Point annotation records:
╭──

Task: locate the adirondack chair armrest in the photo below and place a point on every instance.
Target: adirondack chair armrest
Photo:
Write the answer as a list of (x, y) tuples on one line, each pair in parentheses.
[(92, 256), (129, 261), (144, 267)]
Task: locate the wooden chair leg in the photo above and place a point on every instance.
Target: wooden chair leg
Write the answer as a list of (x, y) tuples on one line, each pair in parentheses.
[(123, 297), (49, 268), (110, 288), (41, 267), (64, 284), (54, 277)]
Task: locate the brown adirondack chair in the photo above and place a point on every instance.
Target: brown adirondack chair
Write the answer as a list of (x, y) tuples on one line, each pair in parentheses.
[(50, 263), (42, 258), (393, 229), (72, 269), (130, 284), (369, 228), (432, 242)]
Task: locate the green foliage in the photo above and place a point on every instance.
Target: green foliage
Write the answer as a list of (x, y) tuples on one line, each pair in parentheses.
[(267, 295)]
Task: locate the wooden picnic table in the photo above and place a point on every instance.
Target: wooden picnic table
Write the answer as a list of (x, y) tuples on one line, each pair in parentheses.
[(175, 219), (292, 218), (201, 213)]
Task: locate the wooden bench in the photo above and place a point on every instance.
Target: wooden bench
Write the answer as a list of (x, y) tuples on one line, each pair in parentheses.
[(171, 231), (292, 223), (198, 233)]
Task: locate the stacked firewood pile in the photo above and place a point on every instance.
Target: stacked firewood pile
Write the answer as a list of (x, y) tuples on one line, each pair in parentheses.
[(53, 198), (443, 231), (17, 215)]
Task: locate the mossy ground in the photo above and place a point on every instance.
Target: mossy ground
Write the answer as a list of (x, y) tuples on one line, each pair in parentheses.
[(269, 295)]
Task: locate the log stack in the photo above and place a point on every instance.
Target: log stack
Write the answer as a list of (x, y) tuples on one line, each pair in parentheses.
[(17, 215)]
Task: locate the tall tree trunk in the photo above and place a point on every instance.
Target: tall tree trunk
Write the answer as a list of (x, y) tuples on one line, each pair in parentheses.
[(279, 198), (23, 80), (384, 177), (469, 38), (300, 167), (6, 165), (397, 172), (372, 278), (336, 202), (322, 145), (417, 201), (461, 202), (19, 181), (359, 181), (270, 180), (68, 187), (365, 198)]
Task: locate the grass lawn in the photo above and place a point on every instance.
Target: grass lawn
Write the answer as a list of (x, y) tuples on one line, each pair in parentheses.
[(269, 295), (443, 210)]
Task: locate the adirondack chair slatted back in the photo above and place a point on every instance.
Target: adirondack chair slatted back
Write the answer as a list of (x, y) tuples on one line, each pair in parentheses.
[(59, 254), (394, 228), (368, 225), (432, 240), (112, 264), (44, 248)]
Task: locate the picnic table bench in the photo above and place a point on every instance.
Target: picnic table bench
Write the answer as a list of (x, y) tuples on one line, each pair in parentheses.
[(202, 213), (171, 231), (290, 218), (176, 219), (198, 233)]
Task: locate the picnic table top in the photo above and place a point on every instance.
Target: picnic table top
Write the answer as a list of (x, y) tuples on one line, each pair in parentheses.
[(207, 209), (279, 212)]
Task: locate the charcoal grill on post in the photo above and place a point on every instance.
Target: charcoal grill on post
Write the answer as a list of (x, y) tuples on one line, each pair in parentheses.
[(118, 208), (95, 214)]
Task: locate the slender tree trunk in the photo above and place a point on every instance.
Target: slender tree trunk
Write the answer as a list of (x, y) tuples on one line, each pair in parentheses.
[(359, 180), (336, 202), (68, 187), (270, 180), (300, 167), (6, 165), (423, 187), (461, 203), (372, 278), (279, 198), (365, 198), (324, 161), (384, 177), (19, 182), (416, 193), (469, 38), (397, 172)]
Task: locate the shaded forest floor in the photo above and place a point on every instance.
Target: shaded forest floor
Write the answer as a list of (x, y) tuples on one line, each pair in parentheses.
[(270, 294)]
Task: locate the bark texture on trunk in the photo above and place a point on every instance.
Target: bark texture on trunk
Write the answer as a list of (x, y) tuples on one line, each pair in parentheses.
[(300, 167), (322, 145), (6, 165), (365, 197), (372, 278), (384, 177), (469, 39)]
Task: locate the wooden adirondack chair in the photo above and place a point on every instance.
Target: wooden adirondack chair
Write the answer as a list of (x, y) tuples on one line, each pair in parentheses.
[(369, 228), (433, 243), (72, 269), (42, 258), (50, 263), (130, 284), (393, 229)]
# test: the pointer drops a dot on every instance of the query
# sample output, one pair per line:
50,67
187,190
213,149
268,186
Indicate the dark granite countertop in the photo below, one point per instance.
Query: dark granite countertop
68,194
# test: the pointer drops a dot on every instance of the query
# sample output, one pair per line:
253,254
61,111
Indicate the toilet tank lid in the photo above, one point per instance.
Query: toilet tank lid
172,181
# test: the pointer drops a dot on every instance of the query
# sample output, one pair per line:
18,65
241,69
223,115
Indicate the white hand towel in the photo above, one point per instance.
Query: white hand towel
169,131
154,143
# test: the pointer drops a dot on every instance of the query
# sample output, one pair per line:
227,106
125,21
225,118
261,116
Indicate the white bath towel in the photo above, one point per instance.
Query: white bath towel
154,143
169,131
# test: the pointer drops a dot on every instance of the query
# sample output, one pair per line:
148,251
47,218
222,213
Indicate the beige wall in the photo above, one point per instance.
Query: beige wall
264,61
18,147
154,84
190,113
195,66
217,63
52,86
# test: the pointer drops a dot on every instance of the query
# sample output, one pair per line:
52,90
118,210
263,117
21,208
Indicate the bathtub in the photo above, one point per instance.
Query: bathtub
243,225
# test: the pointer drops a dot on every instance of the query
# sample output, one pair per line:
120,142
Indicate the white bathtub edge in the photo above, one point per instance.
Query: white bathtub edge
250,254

╰──

TASK DESCRIPTION: Reproduce the records beginning at the line that contains "Task: locate the wooden adirondack" and stopping after the line that contains "284), (393, 229)]", shifting each coordinate in the answers up by 35. Keep every other line in that span unchanged.

RESPONSE:
Task: locate the wooden adirondack chair in the photo above and place a point on every instance.
Target: wooden adirondack chair
Write the answer as a list of (x, y) tuples on one line, each pair in parentheses.
[(404, 263), (468, 278), (107, 304), (77, 293), (85, 298), (165, 319), (428, 264)]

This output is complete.